[Dataset items]
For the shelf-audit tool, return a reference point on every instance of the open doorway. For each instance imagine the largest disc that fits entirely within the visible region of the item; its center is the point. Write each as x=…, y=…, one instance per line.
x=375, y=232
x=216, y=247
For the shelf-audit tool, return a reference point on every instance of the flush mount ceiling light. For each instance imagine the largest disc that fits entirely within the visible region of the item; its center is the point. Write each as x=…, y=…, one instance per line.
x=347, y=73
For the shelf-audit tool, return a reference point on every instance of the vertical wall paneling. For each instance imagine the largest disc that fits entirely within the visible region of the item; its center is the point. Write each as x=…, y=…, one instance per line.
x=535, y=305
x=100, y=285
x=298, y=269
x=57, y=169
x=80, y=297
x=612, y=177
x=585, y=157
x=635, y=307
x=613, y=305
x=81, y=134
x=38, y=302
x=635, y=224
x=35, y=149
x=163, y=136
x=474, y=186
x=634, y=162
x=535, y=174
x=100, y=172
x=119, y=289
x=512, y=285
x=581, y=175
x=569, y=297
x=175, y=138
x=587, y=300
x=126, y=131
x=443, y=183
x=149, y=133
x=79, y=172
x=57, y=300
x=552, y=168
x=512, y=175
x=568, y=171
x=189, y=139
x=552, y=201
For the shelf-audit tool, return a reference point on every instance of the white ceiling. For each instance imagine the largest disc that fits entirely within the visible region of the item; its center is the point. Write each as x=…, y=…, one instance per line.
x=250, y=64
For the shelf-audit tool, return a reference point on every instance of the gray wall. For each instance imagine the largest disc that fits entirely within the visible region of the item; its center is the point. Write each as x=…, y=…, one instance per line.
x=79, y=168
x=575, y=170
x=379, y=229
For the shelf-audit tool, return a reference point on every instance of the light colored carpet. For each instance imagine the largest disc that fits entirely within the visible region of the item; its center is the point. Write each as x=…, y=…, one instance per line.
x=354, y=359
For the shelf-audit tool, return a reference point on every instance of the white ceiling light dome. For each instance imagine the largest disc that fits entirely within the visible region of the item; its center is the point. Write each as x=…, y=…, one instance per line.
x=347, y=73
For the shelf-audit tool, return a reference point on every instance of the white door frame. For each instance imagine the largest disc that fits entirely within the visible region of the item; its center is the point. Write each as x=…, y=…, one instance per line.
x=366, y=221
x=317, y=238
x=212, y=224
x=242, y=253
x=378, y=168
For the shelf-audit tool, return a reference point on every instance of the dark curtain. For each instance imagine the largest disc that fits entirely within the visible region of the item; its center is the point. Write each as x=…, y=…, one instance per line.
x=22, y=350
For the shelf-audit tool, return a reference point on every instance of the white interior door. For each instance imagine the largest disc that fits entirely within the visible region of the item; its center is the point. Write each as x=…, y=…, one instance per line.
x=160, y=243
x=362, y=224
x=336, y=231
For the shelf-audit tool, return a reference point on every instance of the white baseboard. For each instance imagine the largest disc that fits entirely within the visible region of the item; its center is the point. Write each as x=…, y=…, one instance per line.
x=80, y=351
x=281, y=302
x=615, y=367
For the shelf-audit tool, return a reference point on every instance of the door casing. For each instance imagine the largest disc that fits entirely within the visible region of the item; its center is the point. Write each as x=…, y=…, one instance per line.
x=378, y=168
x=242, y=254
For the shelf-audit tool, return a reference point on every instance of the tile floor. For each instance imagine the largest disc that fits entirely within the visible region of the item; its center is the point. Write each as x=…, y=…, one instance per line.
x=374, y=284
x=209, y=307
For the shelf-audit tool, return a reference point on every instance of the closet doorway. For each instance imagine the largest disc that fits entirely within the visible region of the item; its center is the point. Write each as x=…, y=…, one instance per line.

---

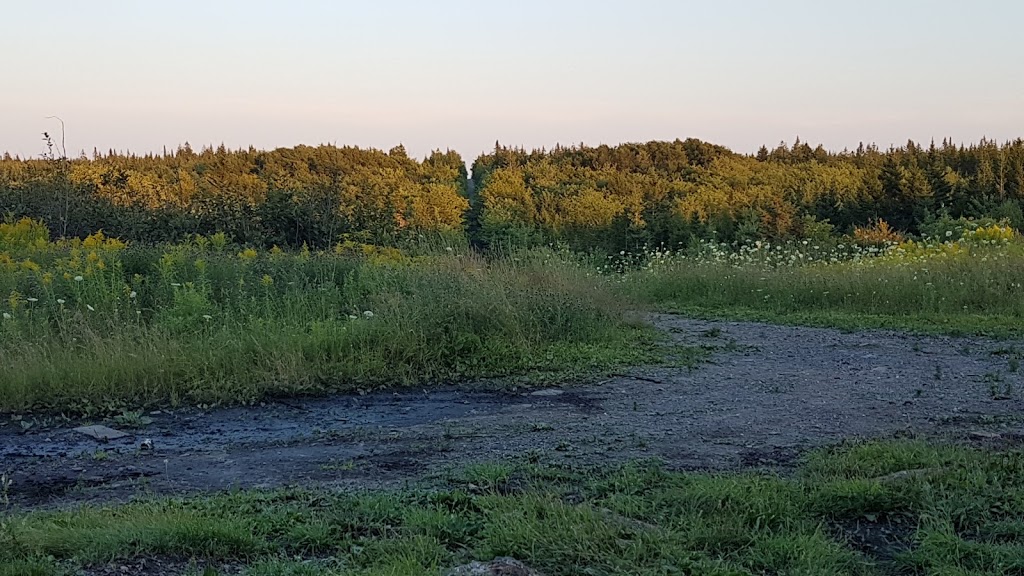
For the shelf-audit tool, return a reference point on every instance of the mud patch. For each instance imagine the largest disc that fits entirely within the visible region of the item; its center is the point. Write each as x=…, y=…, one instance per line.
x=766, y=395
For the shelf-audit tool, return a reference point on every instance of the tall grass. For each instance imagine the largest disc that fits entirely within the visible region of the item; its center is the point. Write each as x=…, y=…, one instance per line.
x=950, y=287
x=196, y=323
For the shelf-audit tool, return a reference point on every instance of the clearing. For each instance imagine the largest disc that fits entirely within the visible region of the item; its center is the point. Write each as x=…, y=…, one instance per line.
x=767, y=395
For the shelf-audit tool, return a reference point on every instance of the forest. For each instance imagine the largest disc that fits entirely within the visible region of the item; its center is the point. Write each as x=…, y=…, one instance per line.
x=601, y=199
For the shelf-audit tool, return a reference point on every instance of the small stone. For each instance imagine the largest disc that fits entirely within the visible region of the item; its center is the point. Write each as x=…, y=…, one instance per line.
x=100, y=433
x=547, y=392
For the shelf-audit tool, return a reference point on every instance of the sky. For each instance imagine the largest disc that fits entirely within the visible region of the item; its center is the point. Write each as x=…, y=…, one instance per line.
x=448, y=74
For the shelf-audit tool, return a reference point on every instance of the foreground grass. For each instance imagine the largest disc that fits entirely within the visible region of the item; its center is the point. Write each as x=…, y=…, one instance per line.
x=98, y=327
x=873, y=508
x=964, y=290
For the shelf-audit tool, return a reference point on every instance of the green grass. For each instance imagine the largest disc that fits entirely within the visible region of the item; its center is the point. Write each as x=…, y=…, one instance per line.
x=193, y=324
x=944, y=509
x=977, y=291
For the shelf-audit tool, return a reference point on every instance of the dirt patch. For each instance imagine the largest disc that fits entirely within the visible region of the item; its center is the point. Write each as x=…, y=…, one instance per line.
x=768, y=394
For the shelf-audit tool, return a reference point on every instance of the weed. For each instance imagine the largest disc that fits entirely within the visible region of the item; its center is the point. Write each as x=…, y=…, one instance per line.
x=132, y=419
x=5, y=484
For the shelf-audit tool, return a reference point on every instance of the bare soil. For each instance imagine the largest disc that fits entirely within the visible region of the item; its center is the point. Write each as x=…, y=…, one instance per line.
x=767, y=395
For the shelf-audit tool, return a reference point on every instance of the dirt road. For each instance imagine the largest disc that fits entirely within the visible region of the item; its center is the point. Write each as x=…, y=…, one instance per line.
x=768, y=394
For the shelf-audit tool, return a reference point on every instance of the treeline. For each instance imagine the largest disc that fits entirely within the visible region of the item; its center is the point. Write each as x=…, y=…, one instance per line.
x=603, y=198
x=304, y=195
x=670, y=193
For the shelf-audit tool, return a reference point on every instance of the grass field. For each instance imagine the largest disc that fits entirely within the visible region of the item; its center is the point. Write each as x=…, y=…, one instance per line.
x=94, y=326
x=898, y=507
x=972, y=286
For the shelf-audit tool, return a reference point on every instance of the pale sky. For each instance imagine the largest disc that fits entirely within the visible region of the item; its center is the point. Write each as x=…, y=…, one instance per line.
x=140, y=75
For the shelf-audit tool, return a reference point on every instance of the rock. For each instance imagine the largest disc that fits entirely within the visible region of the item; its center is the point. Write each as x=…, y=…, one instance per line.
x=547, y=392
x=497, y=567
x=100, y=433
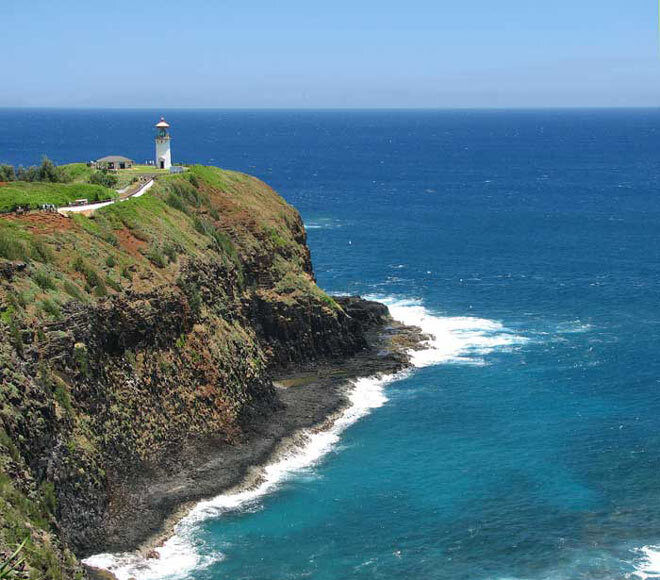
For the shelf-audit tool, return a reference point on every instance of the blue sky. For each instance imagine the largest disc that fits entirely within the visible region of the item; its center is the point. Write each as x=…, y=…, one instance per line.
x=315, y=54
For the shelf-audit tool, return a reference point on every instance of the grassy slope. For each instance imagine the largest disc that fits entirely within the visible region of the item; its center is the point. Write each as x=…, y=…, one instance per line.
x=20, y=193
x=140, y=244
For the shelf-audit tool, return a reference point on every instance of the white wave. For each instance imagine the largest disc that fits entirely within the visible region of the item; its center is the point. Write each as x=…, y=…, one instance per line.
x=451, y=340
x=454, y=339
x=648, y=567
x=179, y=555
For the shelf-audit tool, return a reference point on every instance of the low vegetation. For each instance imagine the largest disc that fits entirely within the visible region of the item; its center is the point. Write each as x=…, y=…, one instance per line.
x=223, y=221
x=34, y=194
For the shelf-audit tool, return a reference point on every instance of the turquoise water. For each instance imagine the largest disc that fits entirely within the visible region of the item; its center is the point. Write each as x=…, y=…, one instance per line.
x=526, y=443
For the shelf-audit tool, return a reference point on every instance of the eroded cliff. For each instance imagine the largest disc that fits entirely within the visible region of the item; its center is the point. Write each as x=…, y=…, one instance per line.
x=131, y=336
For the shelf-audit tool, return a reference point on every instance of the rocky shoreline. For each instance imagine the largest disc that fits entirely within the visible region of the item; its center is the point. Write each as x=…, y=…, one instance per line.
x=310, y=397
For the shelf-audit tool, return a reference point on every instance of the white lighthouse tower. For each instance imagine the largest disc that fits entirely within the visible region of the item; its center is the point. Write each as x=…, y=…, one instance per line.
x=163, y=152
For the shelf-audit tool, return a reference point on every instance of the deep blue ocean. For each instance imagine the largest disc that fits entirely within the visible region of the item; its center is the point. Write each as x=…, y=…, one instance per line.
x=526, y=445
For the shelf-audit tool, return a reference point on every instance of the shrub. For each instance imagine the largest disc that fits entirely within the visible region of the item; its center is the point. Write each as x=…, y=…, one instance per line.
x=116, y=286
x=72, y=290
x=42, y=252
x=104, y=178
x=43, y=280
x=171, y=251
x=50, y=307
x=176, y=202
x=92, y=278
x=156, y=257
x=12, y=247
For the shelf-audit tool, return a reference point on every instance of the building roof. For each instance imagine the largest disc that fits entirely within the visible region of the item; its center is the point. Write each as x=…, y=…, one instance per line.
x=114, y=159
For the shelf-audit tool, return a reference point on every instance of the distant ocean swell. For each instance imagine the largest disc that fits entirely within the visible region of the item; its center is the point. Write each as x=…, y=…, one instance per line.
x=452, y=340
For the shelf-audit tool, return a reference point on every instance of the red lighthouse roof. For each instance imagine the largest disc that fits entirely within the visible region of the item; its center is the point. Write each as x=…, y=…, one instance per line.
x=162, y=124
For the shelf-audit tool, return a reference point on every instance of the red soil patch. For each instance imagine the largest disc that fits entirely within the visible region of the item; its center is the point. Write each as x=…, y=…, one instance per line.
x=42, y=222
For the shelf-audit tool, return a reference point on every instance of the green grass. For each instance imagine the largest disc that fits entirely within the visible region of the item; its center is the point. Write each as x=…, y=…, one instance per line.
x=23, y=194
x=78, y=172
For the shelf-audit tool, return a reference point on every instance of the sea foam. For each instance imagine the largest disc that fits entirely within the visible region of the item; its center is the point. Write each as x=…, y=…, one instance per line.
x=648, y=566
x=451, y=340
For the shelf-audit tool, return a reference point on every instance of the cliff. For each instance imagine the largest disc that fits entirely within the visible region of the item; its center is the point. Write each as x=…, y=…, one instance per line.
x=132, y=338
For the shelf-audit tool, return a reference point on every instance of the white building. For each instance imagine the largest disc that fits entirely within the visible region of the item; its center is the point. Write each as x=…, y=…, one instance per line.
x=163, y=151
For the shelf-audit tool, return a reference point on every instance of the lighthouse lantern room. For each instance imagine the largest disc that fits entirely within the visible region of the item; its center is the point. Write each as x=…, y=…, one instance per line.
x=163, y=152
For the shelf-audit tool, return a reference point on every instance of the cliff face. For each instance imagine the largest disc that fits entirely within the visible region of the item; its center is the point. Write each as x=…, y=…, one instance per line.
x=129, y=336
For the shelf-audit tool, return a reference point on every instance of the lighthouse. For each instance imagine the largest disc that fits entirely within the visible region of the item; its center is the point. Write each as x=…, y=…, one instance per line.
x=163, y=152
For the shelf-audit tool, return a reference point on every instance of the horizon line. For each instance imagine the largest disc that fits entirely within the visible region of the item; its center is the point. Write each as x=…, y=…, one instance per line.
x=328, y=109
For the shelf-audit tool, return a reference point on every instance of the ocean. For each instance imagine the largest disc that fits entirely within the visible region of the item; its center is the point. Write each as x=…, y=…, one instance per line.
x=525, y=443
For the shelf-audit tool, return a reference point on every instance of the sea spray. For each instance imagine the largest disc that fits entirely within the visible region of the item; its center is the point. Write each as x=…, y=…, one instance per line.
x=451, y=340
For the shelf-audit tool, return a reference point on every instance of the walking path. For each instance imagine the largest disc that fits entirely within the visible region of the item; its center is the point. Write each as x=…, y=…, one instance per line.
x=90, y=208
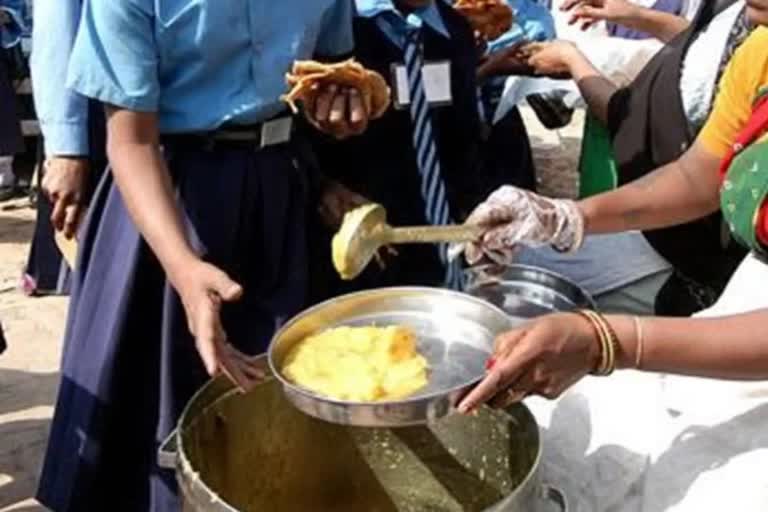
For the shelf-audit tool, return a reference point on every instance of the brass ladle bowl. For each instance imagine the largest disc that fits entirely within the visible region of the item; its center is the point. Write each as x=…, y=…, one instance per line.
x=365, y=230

◆ **WHAT IS EXPECTED**
Reproduce the rows verbatim, starting at the line that contains "the lighthouse lantern" and stopping after the line that contains "x=525, y=443".

◆ **SOLUTION FOR THIS PROBLEM**
For the shelf-audit tool, return a reference point on every instance of the lighthouse lantern room. For each instance imagine the largest disc that fits entirely within the visible region of the item; its center is the point. Write each as x=…, y=…, one instance per line.
x=163, y=152
For the shelf-audit tool, return a reference point on every instance of the cliff face. For each instance imagine the largest disc that fits entirely within the visible region of the item; its center is the point. Write each as x=…, y=…, one instance per line.
x=129, y=336
For the shelf-audit tool, return a reference point on every instance of the lighthouse. For each instance imagine the largest disc that fits entirely within the visible region of the item; its center is the point. Write each as x=…, y=…, one instance per line.
x=163, y=152
For the shelf-audit tool, return a reference point on every instance of the horizon line. For each instance imagine the largest disc that fits entirely within the visible region of the item; its center is the point. Write each as x=…, y=…, one instance per line.
x=328, y=109
For the shelf-audit tool, return a reference point on every instance of the ocean. For each instance imagine the largest disc that fits entirely within the visible region of the item; its center is the point. Write each as x=…, y=…, one instance per line.
x=525, y=443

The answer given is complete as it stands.